- _Exercise prompt_:
Below are records to repeat exactly. Omit the pictures from the copy.

- _Data shown_:
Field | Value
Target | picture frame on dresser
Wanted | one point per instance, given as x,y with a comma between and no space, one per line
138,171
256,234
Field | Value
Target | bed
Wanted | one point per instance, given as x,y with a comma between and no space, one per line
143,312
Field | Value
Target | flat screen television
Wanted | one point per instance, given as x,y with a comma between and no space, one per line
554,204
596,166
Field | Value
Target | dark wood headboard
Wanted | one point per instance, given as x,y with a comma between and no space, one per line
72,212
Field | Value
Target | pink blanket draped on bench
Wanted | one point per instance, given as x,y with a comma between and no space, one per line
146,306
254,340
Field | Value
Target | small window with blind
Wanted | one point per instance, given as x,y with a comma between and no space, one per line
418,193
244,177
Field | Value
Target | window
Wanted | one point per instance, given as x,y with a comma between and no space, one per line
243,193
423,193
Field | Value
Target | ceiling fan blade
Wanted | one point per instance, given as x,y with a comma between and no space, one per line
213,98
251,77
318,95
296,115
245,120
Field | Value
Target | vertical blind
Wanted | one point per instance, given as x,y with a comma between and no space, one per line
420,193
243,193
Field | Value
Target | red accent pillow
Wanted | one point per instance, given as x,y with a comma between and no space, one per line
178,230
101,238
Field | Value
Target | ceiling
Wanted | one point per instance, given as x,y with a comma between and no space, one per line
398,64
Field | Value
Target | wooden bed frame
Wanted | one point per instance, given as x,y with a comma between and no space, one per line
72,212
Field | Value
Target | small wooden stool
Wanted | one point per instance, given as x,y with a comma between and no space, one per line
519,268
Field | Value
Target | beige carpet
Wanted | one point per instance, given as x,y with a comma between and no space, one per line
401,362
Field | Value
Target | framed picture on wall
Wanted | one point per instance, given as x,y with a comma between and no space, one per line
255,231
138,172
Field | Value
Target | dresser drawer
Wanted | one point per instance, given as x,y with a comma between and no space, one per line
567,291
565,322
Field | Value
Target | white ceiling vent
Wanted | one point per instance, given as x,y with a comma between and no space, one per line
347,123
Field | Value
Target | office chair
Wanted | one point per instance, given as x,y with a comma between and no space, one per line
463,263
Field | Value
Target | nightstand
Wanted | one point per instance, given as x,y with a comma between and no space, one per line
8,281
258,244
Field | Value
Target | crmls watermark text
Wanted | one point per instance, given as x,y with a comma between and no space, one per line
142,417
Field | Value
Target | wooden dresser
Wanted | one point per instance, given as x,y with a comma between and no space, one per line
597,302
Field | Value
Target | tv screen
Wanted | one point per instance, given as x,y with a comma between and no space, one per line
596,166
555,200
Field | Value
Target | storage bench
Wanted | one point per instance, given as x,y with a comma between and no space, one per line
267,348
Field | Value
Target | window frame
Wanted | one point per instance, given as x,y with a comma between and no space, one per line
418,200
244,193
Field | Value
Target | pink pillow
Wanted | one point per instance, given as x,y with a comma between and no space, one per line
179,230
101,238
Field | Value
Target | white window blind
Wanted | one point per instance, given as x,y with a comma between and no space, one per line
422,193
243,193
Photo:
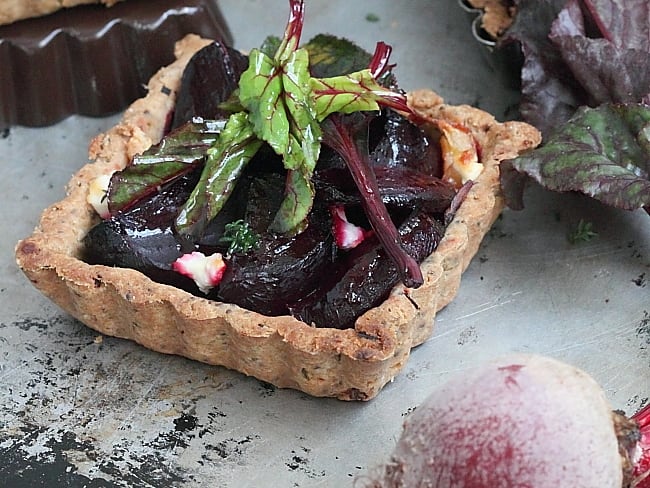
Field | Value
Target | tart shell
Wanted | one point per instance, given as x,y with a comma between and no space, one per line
351,364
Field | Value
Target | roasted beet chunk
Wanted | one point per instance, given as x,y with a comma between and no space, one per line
143,237
398,186
281,270
364,277
209,79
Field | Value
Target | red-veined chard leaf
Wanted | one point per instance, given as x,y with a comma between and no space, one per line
178,153
275,91
602,152
580,53
226,160
333,56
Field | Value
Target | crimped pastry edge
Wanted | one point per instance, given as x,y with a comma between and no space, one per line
351,364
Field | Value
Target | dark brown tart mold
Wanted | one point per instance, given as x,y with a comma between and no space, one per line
351,364
93,60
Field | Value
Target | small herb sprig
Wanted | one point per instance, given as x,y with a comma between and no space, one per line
240,237
583,232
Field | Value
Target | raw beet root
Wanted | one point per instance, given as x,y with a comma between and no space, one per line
520,421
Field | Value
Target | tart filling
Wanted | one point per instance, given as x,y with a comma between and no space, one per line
351,363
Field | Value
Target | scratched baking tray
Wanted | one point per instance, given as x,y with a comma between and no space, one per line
77,409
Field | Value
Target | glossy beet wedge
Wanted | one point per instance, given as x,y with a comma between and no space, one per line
350,364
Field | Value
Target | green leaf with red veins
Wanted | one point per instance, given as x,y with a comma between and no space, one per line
260,92
346,94
227,158
602,152
278,98
177,154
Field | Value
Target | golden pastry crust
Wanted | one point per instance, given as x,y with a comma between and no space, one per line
14,10
352,364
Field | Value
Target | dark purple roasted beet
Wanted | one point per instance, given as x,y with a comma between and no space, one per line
364,277
404,144
303,274
398,186
208,80
143,238
280,270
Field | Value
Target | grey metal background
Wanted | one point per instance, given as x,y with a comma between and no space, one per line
77,409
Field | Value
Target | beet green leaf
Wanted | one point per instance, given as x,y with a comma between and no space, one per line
177,154
602,152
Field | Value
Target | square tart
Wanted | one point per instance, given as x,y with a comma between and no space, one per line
350,364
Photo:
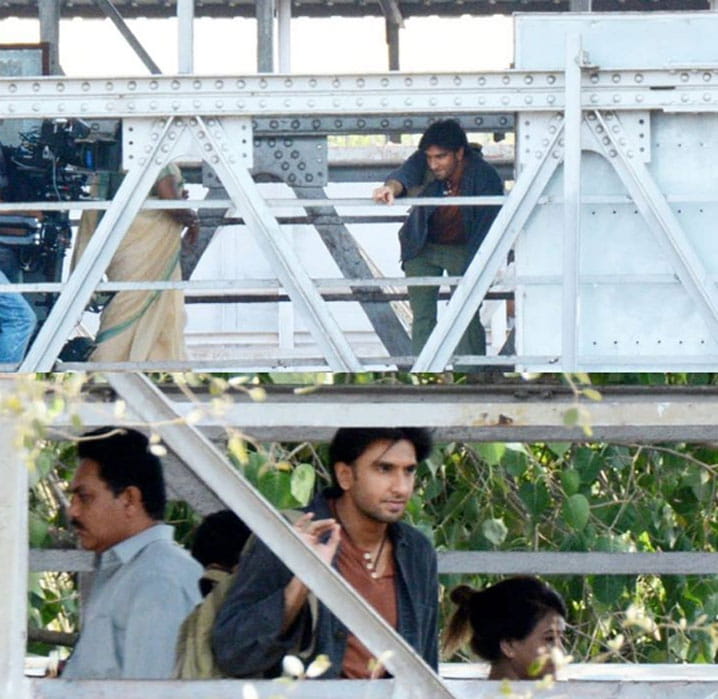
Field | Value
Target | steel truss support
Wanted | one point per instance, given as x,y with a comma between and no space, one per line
658,215
211,142
99,251
491,256
415,678
275,245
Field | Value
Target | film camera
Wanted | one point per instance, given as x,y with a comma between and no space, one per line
52,163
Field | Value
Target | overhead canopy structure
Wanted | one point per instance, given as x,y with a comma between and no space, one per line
350,8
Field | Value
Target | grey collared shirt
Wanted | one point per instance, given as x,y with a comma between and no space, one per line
144,588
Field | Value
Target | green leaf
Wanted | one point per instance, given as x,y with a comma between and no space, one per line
570,481
494,530
576,511
38,529
302,483
535,496
491,452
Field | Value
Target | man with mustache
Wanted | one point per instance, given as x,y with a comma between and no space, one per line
144,584
436,239
355,527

- _Problem solution_:
Field | Value
Target | picture frame on dresser
Wanted | one point per instance, given as x,y with a comma between and no space, one per line
138,171
256,234
Field | Value
Target | bed
Wanted | one point per instance, given as x,y with a comma between and no space, one per line
143,312
Field | Value
Target | flat screen television
Wanted | one point per instance, given as x,y with a comma between and no space, one per line
554,204
596,166
Field | Value
Target | dark wood headboard
Wanted | one point per instance, given as x,y with a comma between and no space, one per line
72,212
Field | Value
Target | pink blanket draped on bench
Wanted | one point per instance, given as x,y with a comma between and no space, one per line
146,306
254,340
Field | Value
Target | small window with blind
Wanted | one point per instance, given as x,y with a comma between and no space, one per line
418,193
244,177
Field | Value
Target | window
Wanted | one point per instance, given as x,y with a comma between and no space, one per line
243,193
423,193
Field | Value
Target | ceiling fan blade
Wanted | one point per instance, given as x,y with a comma between and no space, one per line
213,98
251,77
318,95
296,115
245,120
Field | Value
Target | vertical blind
Wanted | one point per instance, given as x,y with a comma between and no space, one per line
420,193
243,193
Field | Value
Target | red accent pillow
Wanted | one point per instance, given as x,y with a comma between and no space, one per line
178,230
101,238
Field | Value
Target | ceiling
Wanted | one point per instance, given as x,y with a comma between and no space, one per line
398,64
Field | Value
Target | wooden bed frame
Wanted | one point per instance, given as x,y with a comma between and no space, one per line
72,212
Field | Value
Target | small wooden stool
Wanted | one point per instance, given as x,y with a comma between and no space, one per line
519,268
Field | Value
Target | beige carpet
Wanted | one point per instance, given as x,y with a comma between and no space, one per line
401,362
Field | Value
Target | framed picture on wall
Wanted | one point per instance, given as x,y with a comma between and no space, one per line
255,231
138,172
Field | Value
Target | dresser drawer
Wanted | one point per instance, given as x,y with a comma between and no space, one per line
567,291
565,322
Field | Value
Target | white ceiling vent
Wanted | one point per instance, given as x,y with a comma between and no space, one per line
347,123
Field | Value
Target | office chair
Wanted | one point per instance, given as x,y with a comma between and no space, one per line
463,263
Field | Value
Target | nightstand
Wanted | one point per instance, given as x,y with a comma between and no space, one per line
8,281
258,244
Field | Value
Target | crmls watermark text
Wanted | one point per instance, given as x,y with a comma between and no space, one per line
142,417
Field | Value
Target | wooden dresser
Wanted | one point per instance, given as x,y with a comma between and no space, one per line
597,302
Field | Value
Target | tv screen
Wanted | one point per instance, given as x,y with a comma between and no space, one per line
596,166
555,200
Field | Value
Target | storage bench
Wanted | one point per instance, given as x,y with a comma between and no space, one per line
267,348
Field | Value
Target | window frame
Wanted | one point per instance, given as x,y with a comma between and no space, one per line
418,200
244,193
Field | Value
Target | pink pillow
Wanted | one point per instance, given as x,y with a comma between and no space, one per line
179,230
101,238
Field | Value
Target | white window blind
Wanted | one point per instance, given as x,y with a comma between and no space, one per line
422,193
243,193
Photo:
Field | Value
Target | tart shell
Wanted | one point per instance, given as x,y with a comma between and no space, one per line
351,364
Field | Value
Target | roasted beet chunk
Wanted | one point per instance, given as x,y with a comma between and no space, one per line
143,237
398,186
281,270
364,277
209,79
Field | Value
Target | red-veined chard leaf
Wanted | one point per instance, given as x,y with a comma between and no space, one per line
178,153
275,91
602,152
580,53
226,160
333,56
Field | Value
Target | crimped pastry edge
Wanted | one point per instance, given as x,y with a comma between and no space, one per line
351,364
Field | Value
Target | dark brown tart mold
Wanted | one point per instance, given as x,y with a comma between and no space, one per line
351,364
93,60
Field | Value
Target | small herb sprig
Wanted | one point per instance, given as x,y with a comma between and no space, one per line
240,237
583,232
Field | Value
Target | raw beet root
Wanted | one point per instance, given as x,y with a comma between and no space, one per line
520,421
Field | Value
Target | tart filling
Wanted | one point per instance, given as x,y with a comma between and no space, one per line
351,363
Field | Value
Target | scratched baking tray
Wanted | one point per instance, given as x,y with a comma between and no space, one per line
77,409
Field | Value
Target | glossy beet wedge
Wanted | one point per instance, given as x,y with a comma between and no space, one per line
350,364
Field | Value
Target | green leaf with red veins
Wanted | one point per instance, given as x,y with a comma between and no space, one per line
260,92
346,94
227,158
602,152
278,98
177,154
Field | Value
Target | golden pastry crust
Wanted | one point per instance, given as x,y with a comma between and no space, one per line
14,10
352,364
Field | Value
Target | dark purple roasted beet
Wanted | one point per instance, given as x,y with a comma between and no space, one per line
364,277
404,144
303,274
398,186
208,80
143,238
280,270
Field | Value
Target | grey metal background
Wanted | one point per instance, given as x,y with a comma between and no space, one per line
77,409
Field | Value
Target | beet green leaf
Wanted | one point per instance, given as x,y with a comma between and no space, one per line
177,154
602,152
Field | Value
Target | square tart
Wanted | one point per instance, given as x,y with a comma between and no space, one per line
350,364
Photo:
Field | Value
Target | steel truss support
Wanted | one point per instance, given as x,y with a comma between and no space, one per line
658,215
211,142
99,251
491,256
415,678
275,245
Field | Value
Target | film camera
Wanted | one point per instance, given as x,y with a comma between and no space, one per line
52,163
Field | Value
Target | overhead canopy structure
Wanted | one point per instance, given as x,y with a comma between and no space, one per line
350,8
Field | Value
Target | grey collared shirt
Wanted | one point per instance, given as x,y with a comma between and no space, one per line
144,588
Field | Value
Target | green leaf
Wanted | one point per instance, given as x,y with a comma between and no space, one per line
570,481
494,530
576,511
38,529
302,483
535,496
491,452
Field | Value
Target | man with mustache
Wanted | one point per instance, given as x,y with a comma between and no space, one per line
144,584
436,239
355,527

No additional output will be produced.